## READING TEXT
┄┄┄┄┄┄
So, costing down to every single client engagement, that doesn't change how much cash is going out the door for salaries. My salary is fixed. At most accounting firms, the salaries are fixed. So, like, allocating all these costs for salaries is just insane. It doesn't give us any useful information. Anyway, I love that story about Apple.

And so, you know, the conclusion of the article is, yeah, Steve Jobs made some amazing product innovations, but that accounting change, management change could be more important because, you know, one guy can only have so many good ideas for products. But like, when you align an organization around the mission of the company, which is create a single unified experience, and that's what Apple is, right?

It's- the app store is worth nothing if you don't own an iPhone. The iPhone is worth nothing without the App Store. So, how can you divide them up and measure their profitability separately? Yeah. All right.

David: No. I think you're really right. Like, hey, just look at the whole entire firm. And it's not these individual business units. Again, like, I made an argument against Costco. If they only- if they did just a P&L on the dairy section, they probably would‘ve killed the dairy section.

Blake: Yeah. Then people would stop coming into the store and buying stuff.
┄┄┄┄┄┄
## RECORDS TO USE

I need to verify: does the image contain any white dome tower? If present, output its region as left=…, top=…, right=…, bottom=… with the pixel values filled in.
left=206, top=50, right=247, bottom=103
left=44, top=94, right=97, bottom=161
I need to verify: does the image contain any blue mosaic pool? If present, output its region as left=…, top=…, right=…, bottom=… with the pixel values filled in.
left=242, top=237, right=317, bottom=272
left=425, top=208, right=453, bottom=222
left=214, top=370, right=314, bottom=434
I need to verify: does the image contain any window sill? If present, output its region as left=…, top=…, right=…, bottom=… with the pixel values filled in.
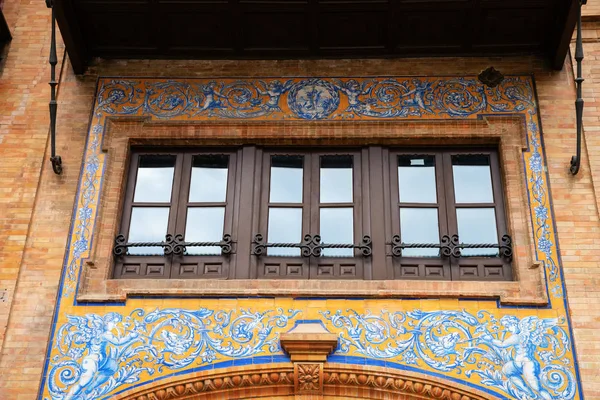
left=77, top=264, right=548, bottom=306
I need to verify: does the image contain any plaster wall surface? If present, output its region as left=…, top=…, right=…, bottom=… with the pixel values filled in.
left=0, top=0, right=600, bottom=400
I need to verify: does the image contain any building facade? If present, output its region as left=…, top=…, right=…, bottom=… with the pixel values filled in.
left=0, top=0, right=600, bottom=400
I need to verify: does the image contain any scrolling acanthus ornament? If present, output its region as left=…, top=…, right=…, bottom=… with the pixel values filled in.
left=321, top=310, right=576, bottom=400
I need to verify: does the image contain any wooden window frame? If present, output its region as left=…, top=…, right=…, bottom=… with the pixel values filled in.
left=113, top=145, right=512, bottom=281
left=384, top=147, right=512, bottom=281
left=113, top=147, right=240, bottom=279
left=251, top=148, right=371, bottom=280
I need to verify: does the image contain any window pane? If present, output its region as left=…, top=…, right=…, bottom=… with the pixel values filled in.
left=133, top=155, right=177, bottom=203
left=128, top=207, right=169, bottom=255
left=320, top=156, right=352, bottom=203
left=400, top=208, right=440, bottom=257
left=190, top=155, right=229, bottom=202
left=320, top=208, right=354, bottom=257
left=398, top=155, right=437, bottom=203
left=269, top=156, right=304, bottom=203
left=185, top=207, right=225, bottom=255
left=456, top=208, right=498, bottom=256
left=452, top=155, right=494, bottom=203
left=267, top=207, right=302, bottom=256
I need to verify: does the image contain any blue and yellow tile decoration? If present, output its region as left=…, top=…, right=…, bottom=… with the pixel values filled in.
left=39, top=76, right=583, bottom=400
┄┄┄┄┄┄
## TASKS TO COMPLETE
1. Format the lines of the listing as a numbered list, starting at the first line of the listing and ending at the line that contains "left=44, top=94, right=97, bottom=161", with blank lines omitted.
2. Resume the cost-accounting transcript from its last line.
The transcript and the listing are unrelated materials.

## SET OF ANSWERS
1.
1. I need to verify: does the image contain any white dome tower? If present, output its region as left=…, top=…, right=…, bottom=… with the pixel values filled in.
2. left=206, top=50, right=247, bottom=103
3. left=44, top=94, right=97, bottom=161

2.
David: Store, right, yeah, yeah. It's kind of that same thing. I know we have app news. I have something that’s not app news. I don't know if we have time to do app news today. If you want to notify the authorities and let them know we're going to run long, I don't know. It's kind of up to you. How are you feeling? How's your energy?

Blake: Well, how- I'm dropping ‘cause it's Friday afternoon. But I will entertain any of your stories that you feel are especially relevant, that you want to get off your chest.

[00:57:54] US Appeals Court rules screen scraping is legal

David: Yeah, I think I just have two. Well, one is, the U.S. Appeals Court has ruled that this is the U.S. ninth circuit of appeals in a long running legal battle. Really, a lot of it was because of LinkedIn trying to block this, that screen scraping is legal. And the reason this [INAUDIBLE]-

Blake: What’s screen scraping?

David: -is because that's how Hubdoc and a lot of different apps have used to go, “Hey, go get your bill from Verizon,” and suck it into the accounting system. So, it's been deemed legal, screen scraping. It is not hacking, it's not a violation. ‘Cause they're not going to the code and stealing office servers. If it's on a public- now, if it’s a private server somewhere, and they're hacking in, and not through the front end website, yes. But it's not scraping, but so that's- it's officially, you know, it's totally legal.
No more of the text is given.